▶ **EXTRAIT DU DOCUMENT**:

Toutefois le terme d'épidémie n'est pas présent dans la clause d'exclusion, puisque la circonstance particulière de réalisation du risque qui prive l'assuré du bénéfice de la garantie n'est pas l'épidémie mais la situation dans laquelle, à la date de fermeture, un autre établissement faisait l'objet d'une mesure de fermeture administrative pour une cause identique à l'une de celles énumérées par la clause d'exclusions de garantie.



L'ambiguïté alléguée du terme « épidémie » était donc sans incidence sur la compréhension, par l'assuré, des cas dans lesquels l'exclusion s'appliquait.



La société Solera Restauration ajoute que ne satisfont pas non plus aux conditions de validité énoncées par l'article L. 113-1 du Code des assurances les exclusions qui vident de sa substance la garantie prétendument fournie par la police.



Toutefois ainsi qu'il a été précédemment retenu au titre de l'application de l'article 1170 du code civil, la clause d'exclusion laisse dans le champ de la garantie les pertes d'exploitation consécutives à une fermeture administrative liée à d'autres causes, à savoir une maladie contagieuse, meurtre, suicide, épidémie ou intoxication ou survenue dans d'autres circonstances que celles prévues par la clause d'exclusion, de sorte qu'elle n'est pas illimitée.



Sur l'application de la clause d'exclusion



La société Solera Restauration fait valoir que l'application de cette clause implique l'existence d'une fermeture d'un autre établissement , antérieure à celle de l'assuré, et pour la même cause et qu'en l'espèce il ne s'agit pas de la fermeture antérieure d'un autre établissement, mais de fermetures simultanées, en application de l'arrêté ministériel.



Le tribunal a effectivement retenu qu'il appartenait à la société AXA France Iard de démontrer qu'à la date de fermeture au moins un établissement faisait l'objet, sur le même territoire départemental, d'une mesure de fermeture administrative, pour une cause identique puisque les autres établissements ont été fermés au même instant par la même décision administrative et qu'ainsi la clause n'est pas applicable.

(Données de pointage d'expressions référentielles)
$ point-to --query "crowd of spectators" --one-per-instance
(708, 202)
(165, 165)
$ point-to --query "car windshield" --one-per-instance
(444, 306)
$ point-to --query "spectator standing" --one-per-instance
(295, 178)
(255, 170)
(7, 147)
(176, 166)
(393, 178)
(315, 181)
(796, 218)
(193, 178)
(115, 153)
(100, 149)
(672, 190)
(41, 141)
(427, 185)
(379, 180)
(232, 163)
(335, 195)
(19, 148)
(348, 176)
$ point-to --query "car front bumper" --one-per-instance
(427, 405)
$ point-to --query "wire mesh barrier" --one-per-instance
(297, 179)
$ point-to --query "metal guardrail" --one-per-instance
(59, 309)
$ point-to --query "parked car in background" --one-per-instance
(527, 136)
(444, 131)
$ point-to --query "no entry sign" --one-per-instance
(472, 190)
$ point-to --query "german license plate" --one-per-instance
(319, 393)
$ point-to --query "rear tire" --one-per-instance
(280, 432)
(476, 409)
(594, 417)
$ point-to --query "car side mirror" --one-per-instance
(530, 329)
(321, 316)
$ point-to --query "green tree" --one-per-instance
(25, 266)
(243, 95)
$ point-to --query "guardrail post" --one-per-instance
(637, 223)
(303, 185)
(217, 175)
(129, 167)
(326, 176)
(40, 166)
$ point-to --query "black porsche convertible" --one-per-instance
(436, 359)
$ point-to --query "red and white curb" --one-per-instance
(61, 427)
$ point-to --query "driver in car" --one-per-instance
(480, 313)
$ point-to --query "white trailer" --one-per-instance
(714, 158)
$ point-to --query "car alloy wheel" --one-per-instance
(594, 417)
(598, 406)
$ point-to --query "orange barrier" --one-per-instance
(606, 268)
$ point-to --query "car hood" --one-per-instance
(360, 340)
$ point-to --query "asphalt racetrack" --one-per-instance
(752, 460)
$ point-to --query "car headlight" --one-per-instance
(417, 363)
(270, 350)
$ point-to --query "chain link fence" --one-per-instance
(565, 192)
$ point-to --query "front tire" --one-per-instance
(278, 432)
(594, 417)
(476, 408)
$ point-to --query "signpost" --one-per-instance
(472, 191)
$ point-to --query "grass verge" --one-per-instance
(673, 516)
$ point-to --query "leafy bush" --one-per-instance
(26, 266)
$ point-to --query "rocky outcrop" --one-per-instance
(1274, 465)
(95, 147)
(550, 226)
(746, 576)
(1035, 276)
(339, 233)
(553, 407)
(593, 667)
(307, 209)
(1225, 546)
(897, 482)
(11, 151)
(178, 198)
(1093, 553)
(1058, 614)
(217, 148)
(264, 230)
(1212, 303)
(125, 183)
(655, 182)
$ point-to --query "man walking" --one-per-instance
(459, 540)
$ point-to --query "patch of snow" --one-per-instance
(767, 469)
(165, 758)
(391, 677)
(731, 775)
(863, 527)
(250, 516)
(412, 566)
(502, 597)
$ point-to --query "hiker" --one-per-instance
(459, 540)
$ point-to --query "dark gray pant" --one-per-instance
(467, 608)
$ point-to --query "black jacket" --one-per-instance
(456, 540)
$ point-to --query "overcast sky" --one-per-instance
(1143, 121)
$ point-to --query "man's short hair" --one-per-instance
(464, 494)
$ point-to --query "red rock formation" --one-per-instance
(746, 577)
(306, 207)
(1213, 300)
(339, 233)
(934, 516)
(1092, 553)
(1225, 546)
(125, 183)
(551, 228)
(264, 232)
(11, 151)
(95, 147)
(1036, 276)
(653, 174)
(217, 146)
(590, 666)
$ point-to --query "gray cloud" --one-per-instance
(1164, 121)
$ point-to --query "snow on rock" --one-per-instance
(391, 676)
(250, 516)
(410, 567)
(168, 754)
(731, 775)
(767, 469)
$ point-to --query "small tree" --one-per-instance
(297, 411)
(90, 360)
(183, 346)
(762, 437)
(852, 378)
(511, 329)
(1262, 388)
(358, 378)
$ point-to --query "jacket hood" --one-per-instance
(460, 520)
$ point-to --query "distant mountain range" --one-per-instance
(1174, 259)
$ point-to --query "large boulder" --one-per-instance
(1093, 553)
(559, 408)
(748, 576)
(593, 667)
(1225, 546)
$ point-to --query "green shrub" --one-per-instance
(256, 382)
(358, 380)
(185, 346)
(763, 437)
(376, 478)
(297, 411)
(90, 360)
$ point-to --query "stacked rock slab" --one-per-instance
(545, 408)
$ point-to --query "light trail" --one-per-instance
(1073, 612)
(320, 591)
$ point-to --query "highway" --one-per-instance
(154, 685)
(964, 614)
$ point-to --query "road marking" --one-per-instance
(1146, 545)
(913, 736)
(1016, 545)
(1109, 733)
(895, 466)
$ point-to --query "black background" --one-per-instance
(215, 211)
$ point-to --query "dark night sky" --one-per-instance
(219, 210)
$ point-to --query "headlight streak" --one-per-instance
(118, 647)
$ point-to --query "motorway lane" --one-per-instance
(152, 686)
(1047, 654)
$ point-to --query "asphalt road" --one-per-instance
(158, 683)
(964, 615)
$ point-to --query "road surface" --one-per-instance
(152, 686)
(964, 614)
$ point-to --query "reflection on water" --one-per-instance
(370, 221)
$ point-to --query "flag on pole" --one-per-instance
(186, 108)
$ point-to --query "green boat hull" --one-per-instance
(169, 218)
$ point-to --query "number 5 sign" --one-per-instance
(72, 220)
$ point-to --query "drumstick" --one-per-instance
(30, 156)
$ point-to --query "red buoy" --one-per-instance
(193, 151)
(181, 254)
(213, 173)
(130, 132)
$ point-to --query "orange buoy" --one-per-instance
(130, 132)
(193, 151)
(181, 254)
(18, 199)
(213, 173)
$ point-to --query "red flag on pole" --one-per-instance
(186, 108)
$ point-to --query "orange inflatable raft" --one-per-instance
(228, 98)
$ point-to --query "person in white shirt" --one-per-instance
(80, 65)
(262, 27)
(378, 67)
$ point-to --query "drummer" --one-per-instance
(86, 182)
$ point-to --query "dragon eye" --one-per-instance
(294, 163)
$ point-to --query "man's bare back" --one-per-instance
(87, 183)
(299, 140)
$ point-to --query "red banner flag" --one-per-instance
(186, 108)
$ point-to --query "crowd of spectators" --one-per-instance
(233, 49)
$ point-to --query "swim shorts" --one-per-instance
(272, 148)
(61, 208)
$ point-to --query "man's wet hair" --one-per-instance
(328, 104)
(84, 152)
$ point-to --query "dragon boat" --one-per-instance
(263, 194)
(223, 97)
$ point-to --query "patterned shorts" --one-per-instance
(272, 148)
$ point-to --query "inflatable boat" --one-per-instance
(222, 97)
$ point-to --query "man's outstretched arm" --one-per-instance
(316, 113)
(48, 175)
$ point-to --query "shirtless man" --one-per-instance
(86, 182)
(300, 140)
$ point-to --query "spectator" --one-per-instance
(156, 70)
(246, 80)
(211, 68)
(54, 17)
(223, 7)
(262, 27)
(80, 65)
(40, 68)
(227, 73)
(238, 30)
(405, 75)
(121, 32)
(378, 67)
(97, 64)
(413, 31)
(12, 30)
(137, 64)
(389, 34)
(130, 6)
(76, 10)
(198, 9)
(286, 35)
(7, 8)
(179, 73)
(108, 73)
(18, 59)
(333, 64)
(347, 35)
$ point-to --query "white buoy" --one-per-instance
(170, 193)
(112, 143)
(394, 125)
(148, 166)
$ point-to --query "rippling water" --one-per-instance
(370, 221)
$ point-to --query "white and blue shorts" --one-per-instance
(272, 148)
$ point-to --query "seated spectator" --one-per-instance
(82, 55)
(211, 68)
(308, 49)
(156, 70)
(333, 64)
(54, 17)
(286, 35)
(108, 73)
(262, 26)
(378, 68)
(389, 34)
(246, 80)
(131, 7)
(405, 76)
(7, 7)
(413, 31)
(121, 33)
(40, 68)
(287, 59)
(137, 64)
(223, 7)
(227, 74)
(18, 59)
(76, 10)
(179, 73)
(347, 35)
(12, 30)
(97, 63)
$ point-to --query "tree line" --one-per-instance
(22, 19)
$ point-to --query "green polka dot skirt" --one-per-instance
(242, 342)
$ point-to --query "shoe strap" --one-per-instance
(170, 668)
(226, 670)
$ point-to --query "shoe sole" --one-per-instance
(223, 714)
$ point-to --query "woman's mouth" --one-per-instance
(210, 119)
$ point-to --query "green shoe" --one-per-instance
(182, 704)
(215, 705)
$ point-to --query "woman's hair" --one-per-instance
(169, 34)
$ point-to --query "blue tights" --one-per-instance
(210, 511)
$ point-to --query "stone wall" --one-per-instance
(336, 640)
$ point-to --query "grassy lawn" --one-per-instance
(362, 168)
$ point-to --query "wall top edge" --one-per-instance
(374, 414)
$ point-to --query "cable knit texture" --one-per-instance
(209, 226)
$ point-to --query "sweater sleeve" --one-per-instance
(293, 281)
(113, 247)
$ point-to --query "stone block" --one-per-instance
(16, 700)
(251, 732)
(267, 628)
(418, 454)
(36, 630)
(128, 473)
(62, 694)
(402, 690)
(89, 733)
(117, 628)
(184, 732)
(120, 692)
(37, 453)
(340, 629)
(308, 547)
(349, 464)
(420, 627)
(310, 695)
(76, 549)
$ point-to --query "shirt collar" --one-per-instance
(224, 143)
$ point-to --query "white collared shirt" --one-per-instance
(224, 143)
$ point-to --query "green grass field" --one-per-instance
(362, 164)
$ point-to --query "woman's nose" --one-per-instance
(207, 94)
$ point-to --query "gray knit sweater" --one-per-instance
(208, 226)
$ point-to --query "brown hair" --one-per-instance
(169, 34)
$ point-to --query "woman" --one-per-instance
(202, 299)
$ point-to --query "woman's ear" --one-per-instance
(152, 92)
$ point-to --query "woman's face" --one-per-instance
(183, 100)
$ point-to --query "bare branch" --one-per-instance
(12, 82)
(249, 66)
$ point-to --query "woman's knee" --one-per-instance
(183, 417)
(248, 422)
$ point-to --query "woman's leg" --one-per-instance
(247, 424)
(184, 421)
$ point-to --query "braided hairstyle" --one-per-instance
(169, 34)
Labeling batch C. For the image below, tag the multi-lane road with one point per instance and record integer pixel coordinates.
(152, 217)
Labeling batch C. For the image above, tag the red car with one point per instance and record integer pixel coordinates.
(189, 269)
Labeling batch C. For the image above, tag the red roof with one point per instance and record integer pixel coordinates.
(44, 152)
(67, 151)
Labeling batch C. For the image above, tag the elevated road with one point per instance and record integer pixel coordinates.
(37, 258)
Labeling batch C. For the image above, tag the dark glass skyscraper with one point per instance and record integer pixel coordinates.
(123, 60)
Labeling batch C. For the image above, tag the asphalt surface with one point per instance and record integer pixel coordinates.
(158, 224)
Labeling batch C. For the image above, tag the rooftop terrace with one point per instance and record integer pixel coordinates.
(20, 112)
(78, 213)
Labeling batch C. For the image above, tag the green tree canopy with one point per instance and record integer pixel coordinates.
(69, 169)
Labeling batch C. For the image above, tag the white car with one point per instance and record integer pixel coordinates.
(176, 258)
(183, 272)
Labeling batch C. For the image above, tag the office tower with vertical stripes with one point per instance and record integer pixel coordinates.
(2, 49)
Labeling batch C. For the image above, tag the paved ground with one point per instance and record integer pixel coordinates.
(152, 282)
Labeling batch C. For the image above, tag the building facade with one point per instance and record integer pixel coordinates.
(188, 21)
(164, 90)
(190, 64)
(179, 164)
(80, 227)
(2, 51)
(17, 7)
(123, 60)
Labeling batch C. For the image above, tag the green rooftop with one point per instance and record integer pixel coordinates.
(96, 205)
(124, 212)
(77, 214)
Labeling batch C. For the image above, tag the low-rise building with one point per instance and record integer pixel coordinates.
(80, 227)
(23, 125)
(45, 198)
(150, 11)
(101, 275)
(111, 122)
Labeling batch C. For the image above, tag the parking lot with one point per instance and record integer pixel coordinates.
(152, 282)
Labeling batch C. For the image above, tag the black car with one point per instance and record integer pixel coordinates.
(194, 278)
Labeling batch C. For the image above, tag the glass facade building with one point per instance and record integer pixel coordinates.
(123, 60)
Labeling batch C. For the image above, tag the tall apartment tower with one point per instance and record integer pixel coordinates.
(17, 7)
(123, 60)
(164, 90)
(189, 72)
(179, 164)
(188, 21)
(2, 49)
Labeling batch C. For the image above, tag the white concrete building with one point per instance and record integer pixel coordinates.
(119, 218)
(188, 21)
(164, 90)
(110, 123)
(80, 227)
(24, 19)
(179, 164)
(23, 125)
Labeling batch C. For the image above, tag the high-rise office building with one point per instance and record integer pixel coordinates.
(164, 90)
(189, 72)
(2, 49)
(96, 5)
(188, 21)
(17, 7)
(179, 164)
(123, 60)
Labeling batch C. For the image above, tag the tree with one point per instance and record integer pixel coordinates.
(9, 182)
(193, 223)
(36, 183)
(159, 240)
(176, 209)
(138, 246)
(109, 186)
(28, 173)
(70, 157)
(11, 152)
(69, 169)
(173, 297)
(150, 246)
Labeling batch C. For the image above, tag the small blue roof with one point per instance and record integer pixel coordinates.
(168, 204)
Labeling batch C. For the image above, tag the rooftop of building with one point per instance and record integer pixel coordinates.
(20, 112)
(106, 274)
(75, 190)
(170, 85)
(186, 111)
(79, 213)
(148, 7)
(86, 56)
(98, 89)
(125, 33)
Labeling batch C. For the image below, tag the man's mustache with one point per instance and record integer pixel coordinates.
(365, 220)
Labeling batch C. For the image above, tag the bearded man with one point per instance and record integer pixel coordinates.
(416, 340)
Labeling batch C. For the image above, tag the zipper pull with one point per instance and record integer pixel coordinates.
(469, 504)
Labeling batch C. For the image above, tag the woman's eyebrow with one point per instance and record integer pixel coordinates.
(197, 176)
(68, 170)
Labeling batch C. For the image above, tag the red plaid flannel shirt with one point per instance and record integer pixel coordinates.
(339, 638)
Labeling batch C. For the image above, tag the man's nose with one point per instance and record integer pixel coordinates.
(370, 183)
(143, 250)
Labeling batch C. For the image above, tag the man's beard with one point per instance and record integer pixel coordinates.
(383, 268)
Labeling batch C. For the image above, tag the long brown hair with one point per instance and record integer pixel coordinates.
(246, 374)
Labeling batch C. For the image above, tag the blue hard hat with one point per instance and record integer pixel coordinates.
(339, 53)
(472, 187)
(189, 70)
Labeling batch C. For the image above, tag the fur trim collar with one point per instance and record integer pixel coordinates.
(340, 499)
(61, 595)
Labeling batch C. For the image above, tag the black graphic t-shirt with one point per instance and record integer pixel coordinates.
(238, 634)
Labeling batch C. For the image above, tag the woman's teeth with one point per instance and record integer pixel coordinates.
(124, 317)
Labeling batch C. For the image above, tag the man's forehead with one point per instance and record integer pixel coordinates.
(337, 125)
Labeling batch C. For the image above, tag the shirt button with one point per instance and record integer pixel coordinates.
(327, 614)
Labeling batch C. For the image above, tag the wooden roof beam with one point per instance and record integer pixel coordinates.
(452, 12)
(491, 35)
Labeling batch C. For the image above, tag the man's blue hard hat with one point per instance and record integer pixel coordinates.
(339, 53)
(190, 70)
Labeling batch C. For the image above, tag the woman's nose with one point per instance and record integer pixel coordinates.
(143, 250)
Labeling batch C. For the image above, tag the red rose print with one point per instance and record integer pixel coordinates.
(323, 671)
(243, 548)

▶ **OBJECTIF DE L'EXERCICE**:
D'après l'extrait du document, quelle société devait, selon le tribunal, démontrer qu'à la date de fermeture un autre établissement faisait l'objet d'une mesure de fermeture administrative ?

▶ **SOLUTION**:
La société AXA France Iard.